* _What you are asked to do_: Copy each of the following lines word for word, keeping them in their original order.
****************************************
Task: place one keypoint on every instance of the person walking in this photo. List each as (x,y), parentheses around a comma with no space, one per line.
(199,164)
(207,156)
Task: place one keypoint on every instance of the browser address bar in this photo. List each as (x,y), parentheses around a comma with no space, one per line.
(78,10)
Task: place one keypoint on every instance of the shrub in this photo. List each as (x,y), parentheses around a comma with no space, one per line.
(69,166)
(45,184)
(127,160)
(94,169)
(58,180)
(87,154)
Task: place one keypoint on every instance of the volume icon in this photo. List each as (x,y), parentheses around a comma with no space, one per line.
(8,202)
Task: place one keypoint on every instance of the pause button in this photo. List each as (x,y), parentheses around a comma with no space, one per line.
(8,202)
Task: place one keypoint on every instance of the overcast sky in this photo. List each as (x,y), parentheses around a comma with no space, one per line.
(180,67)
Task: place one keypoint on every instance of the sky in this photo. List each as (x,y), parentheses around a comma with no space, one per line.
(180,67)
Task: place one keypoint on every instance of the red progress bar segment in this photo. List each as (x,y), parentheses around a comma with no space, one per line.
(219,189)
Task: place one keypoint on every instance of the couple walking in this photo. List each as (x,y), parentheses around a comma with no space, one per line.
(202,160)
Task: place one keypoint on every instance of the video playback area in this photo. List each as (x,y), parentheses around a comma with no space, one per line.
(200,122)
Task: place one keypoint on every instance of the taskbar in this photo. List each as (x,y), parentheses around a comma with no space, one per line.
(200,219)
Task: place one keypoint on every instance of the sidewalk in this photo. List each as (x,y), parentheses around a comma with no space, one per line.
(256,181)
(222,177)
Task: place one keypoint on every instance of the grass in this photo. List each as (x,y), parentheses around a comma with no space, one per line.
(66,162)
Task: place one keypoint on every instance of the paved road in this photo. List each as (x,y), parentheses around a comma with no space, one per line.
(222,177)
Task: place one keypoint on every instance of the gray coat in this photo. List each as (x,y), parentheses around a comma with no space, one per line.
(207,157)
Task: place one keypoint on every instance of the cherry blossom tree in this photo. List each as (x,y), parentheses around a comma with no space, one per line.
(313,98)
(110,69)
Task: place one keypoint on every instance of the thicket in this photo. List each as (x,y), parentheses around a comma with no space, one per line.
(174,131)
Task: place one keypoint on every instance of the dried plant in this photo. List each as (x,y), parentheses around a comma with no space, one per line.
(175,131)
****************************************
* _Written answer_:
Task: place one keypoint on every instance of the person walking in this photo. List each as (x,y), parentheses around a comma with no space, one per line.
(199,164)
(207,156)
Task: place one keypoint on every instance of the browser address bar in this photo. List each as (x,y), parentheses around a comma with no space, one per line.
(78,10)
Task: place one keypoint on every instance of the shrub in this photo. List each as (x,y), parentheses around a comma with no space, one per line.
(69,166)
(45,184)
(127,160)
(94,169)
(58,180)
(87,154)
Task: place one keypoint on every instance of the volume icon in this photo. List each as (x,y), parentheses around a comma with no space, one per line.
(8,202)
Task: place one keypoint on every instance of the pause button in this photo. List each as (x,y), parentheses around a comma with no space, one per line.
(8,202)
Task: place one keypoint on every instance of the overcast sky in this photo. List each as (x,y), parentheses around a comma with no space, one per line.
(180,67)
Task: place one keypoint on every instance of the sky in this photo. List each as (x,y), parentheses around a comma with no space, one per line.
(180,67)
Task: place one keypoint on every instance of the red progress bar segment in this photo. List each as (x,y), parentheses around a comma with no space, one per line.
(219,189)
Task: place one keypoint on every instance of the couple walking in this photo. List each as (x,y), parentheses around a comma with no space, one per line.
(202,160)
Task: place one keypoint on every instance of the video playback area in this photo. List each as (x,y), parentheses around a comma with no space, one per line.
(200,122)
Task: place one keypoint on every instance of the taskbar in this photo. List each as (x,y), parentheses around a comma with no space, one per line.
(200,219)
Task: place one keypoint on every instance of the sidewalk in this photo. List each as (x,y), parentheses around a comma with no space, one per line.
(256,181)
(222,177)
Task: place one keypoint on every instance of the grass in this photo. List each as (x,y), parentheses around a comma with no space, one per line.
(66,162)
Task: place one keypoint on every instance of the paved road in this photo. List each as (x,y), parentheses around a comma with no space, one per line.
(222,177)
Task: place one keypoint on every instance of the gray coat in this photo. List each as (x,y), parentheses around a comma with no space, one per line.
(207,157)
Task: place one keypoint on every instance of the cherry blossom tree in this photo. List each as (x,y), parentheses around a comma with no space, one per line.
(313,98)
(110,69)
Task: place one keypoint on every instance of the thicket in this photo. List each as (x,y), parentheses around a comma with no space, one per line.
(174,131)
Task: place one keypoint on every instance of the dried plant in this photo. List each as (x,y), parentheses around a comma with no space, one per line.
(175,131)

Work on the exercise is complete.